SET EXERCISE
Write out the records from their beginning up to and including the line with "[[203, 253]]", raising every coordinate in the answers by 42 and leaving out the pictures.

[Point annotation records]
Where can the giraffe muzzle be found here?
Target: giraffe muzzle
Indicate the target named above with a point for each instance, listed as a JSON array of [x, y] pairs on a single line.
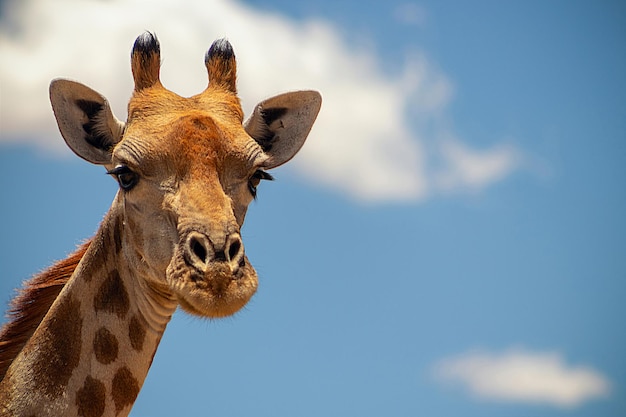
[[203, 253]]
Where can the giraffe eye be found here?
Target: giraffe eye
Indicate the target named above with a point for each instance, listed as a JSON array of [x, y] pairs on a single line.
[[125, 177], [255, 180]]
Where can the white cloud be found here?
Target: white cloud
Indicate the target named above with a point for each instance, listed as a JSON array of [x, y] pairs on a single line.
[[470, 169], [523, 377], [367, 142]]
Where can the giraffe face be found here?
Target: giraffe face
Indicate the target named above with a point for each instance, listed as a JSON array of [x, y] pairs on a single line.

SOLUTION TO THE EXERCISE
Where can the giraffe muzzle be found here?
Target: giraffe muzzle
Indicate the target named above with a point for each instance, listed as a JSON array of [x, y] pairs on a single line.
[[245, 295]]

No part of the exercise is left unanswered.